[Data to use]

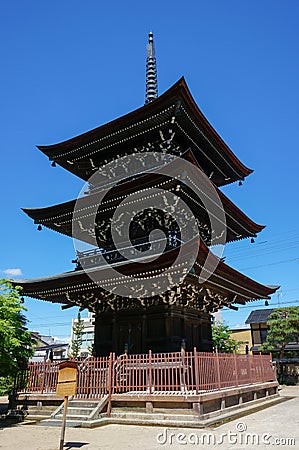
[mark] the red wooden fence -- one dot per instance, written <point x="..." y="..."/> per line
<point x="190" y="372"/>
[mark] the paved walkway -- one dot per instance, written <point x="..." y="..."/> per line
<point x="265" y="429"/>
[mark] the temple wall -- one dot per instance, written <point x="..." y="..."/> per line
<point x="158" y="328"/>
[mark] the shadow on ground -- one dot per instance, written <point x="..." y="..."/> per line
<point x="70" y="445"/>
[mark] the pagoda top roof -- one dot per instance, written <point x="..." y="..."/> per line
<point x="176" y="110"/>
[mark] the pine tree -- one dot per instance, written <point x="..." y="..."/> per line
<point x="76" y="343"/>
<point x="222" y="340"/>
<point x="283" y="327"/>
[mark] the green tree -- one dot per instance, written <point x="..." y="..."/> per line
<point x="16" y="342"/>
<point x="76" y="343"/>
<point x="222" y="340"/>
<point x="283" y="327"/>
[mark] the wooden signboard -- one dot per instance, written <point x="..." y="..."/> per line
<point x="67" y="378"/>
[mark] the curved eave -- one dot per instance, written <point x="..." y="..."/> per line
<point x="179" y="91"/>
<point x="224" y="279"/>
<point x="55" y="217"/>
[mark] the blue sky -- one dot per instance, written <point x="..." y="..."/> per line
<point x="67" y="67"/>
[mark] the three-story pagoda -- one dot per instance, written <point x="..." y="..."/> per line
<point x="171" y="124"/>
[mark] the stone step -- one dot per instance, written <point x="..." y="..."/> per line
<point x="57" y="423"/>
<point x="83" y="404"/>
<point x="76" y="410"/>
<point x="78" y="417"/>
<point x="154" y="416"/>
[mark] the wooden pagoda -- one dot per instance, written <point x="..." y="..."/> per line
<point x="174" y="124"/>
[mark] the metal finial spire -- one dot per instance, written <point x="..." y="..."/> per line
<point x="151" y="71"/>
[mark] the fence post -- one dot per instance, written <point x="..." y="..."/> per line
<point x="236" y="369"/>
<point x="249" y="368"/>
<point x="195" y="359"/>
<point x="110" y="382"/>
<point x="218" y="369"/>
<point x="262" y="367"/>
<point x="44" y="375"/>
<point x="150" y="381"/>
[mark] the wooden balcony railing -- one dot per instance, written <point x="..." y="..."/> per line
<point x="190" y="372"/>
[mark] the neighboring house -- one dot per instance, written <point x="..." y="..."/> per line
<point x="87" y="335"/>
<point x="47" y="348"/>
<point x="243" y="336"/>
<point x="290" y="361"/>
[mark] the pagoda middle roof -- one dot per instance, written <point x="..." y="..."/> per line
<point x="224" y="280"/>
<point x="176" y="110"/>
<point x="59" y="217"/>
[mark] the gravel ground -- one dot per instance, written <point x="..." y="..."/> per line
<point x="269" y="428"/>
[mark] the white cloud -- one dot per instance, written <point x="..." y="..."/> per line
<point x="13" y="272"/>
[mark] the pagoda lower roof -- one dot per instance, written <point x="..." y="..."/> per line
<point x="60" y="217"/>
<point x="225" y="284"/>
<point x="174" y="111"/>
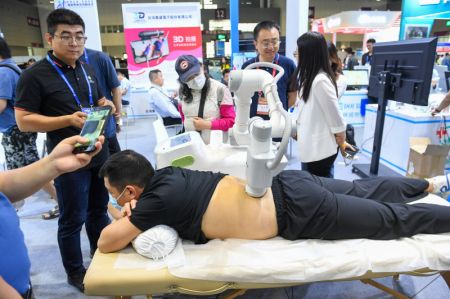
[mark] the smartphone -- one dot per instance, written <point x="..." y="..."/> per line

[Stated exercise]
Starting with the line that holds "[mark] the wooden balcony", repeat exactly every line through the end of the material above, both ends included, without the pictures.

[Exercise output]
[mark] the wooden balcony railing -- one dot per instance, written <point x="..." y="..."/> per line
<point x="190" y="372"/>
[mark] the neighboring house -- one dot per instance, written <point x="..." y="..."/> per line
<point x="87" y="335"/>
<point x="47" y="348"/>
<point x="243" y="336"/>
<point x="290" y="361"/>
[mark] the pagoda middle roof -- one dot per instance, written <point x="..." y="..."/> per line
<point x="224" y="280"/>
<point x="176" y="110"/>
<point x="59" y="217"/>
[mark] the gravel ground -- one dot per instance, written <point x="..." y="..."/> per line
<point x="269" y="428"/>
[mark] the white cloud -- one dot per instance, written <point x="..." y="..."/> per line
<point x="13" y="272"/>
[mark] the pagoda lower roof -- one dot per instance, written <point x="..." y="..."/> per line
<point x="60" y="217"/>
<point x="225" y="284"/>
<point x="174" y="111"/>
[mark] the smartphone -- one dot per instance, written <point x="..." y="..."/> per line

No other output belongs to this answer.